** Data in this exercise follows **
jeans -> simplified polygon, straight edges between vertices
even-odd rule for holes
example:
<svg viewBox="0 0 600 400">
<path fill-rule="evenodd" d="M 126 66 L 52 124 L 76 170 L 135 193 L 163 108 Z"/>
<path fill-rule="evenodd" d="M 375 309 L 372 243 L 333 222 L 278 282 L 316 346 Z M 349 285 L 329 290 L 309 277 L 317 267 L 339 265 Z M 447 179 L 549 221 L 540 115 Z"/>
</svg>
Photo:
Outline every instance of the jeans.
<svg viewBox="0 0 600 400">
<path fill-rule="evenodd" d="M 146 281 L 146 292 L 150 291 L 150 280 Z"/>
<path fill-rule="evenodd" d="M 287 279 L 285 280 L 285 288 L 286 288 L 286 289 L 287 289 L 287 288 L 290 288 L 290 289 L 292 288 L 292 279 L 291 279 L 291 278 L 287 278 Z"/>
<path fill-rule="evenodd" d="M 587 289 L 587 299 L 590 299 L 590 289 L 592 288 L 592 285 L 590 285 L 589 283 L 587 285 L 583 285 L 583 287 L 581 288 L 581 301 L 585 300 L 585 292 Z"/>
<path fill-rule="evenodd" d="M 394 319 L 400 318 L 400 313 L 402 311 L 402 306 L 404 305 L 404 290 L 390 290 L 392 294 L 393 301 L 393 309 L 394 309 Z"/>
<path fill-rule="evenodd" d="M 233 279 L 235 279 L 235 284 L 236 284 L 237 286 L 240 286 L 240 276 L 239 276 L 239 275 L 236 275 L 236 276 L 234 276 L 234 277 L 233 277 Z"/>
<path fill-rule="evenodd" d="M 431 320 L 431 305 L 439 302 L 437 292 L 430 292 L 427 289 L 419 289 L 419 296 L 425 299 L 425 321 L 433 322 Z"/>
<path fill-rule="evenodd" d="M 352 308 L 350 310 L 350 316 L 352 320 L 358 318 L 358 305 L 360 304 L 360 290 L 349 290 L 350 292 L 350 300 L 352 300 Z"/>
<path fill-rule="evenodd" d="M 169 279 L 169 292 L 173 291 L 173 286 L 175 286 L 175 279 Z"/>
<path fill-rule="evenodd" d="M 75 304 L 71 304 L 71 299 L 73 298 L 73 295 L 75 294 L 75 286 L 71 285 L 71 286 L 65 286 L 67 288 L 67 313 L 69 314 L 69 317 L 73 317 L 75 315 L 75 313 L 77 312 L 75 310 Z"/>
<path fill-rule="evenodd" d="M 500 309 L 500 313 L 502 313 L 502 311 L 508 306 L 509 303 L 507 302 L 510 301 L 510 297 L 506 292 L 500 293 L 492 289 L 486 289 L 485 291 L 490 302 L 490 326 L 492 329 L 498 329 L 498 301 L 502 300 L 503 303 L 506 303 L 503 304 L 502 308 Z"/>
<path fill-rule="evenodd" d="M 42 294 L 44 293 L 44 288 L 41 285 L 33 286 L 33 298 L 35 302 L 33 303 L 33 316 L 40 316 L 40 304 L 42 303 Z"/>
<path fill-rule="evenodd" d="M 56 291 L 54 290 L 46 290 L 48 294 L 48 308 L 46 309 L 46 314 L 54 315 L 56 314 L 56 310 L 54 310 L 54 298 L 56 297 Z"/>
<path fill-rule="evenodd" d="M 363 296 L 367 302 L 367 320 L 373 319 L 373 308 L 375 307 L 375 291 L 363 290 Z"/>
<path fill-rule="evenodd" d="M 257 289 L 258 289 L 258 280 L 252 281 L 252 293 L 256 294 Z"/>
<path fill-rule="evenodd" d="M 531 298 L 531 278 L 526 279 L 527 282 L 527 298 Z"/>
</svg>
** End of Data in this exercise **
→ **Exercise requirements**: Please repeat the listing above in full and exactly.

→ **Exercise answer**:
jeans -> simplified polygon, straight edges between vertices
even-odd rule for holes
example:
<svg viewBox="0 0 600 400">
<path fill-rule="evenodd" d="M 126 66 L 52 124 L 76 170 L 135 193 L 163 108 Z"/>
<path fill-rule="evenodd" d="M 375 309 L 372 243 L 333 222 L 278 282 L 316 346 Z M 349 285 L 329 290 L 309 277 L 317 267 L 339 265 Z M 447 179 L 549 221 L 540 115 Z"/>
</svg>
Photo:
Outline every instance of the jeans.
<svg viewBox="0 0 600 400">
<path fill-rule="evenodd" d="M 146 281 L 146 292 L 150 291 L 150 280 Z"/>
<path fill-rule="evenodd" d="M 287 279 L 285 280 L 285 288 L 286 288 L 286 289 L 287 289 L 287 288 L 290 288 L 290 289 L 292 288 L 292 279 L 291 279 L 291 278 L 287 278 Z"/>
<path fill-rule="evenodd" d="M 587 289 L 587 299 L 590 299 L 590 289 L 592 288 L 592 285 L 590 285 L 589 283 L 587 285 L 583 285 L 583 287 L 581 288 L 581 301 L 585 300 L 585 292 Z"/>
<path fill-rule="evenodd" d="M 394 319 L 400 318 L 400 313 L 402 311 L 402 306 L 404 305 L 404 290 L 390 290 L 392 294 L 393 301 L 393 309 L 394 309 Z"/>
<path fill-rule="evenodd" d="M 233 279 L 235 279 L 235 284 L 236 284 L 237 286 L 240 286 L 240 276 L 239 276 L 239 275 L 236 275 L 236 276 L 234 276 L 234 277 L 233 277 Z"/>
<path fill-rule="evenodd" d="M 431 320 L 431 305 L 439 302 L 437 292 L 430 292 L 427 289 L 419 289 L 419 296 L 425 299 L 425 321 L 433 322 Z"/>
<path fill-rule="evenodd" d="M 352 308 L 350 310 L 350 316 L 352 320 L 358 318 L 358 305 L 360 304 L 360 290 L 349 290 L 350 292 L 350 300 L 352 300 Z"/>
<path fill-rule="evenodd" d="M 169 279 L 169 292 L 173 291 L 173 286 L 175 286 L 175 279 Z"/>
<path fill-rule="evenodd" d="M 75 304 L 71 304 L 71 299 L 73 298 L 73 295 L 75 294 L 75 286 L 71 285 L 71 286 L 65 286 L 67 288 L 67 313 L 69 314 L 69 317 L 73 317 L 75 315 L 75 313 L 77 312 L 75 310 Z"/>
<path fill-rule="evenodd" d="M 500 309 L 500 313 L 502 313 L 502 311 L 508 306 L 509 303 L 507 302 L 510 301 L 510 297 L 506 292 L 500 293 L 492 289 L 486 289 L 485 291 L 490 302 L 490 326 L 492 329 L 498 329 L 498 301 L 502 300 L 503 303 L 506 303 L 503 304 L 502 308 Z"/>
<path fill-rule="evenodd" d="M 42 294 L 44 293 L 44 288 L 41 285 L 33 286 L 33 298 L 35 302 L 33 303 L 33 316 L 40 316 L 40 304 L 42 303 Z"/>
<path fill-rule="evenodd" d="M 56 291 L 54 290 L 46 290 L 48 294 L 48 308 L 46 309 L 46 314 L 54 315 L 56 314 L 56 310 L 54 310 L 54 298 L 56 297 Z"/>
<path fill-rule="evenodd" d="M 363 296 L 367 302 L 367 320 L 373 319 L 373 308 L 375 307 L 375 291 L 363 290 Z"/>
<path fill-rule="evenodd" d="M 257 289 L 258 289 L 258 280 L 252 281 L 252 293 L 256 294 Z"/>
<path fill-rule="evenodd" d="M 531 298 L 531 278 L 526 279 L 527 282 L 527 298 Z"/>
</svg>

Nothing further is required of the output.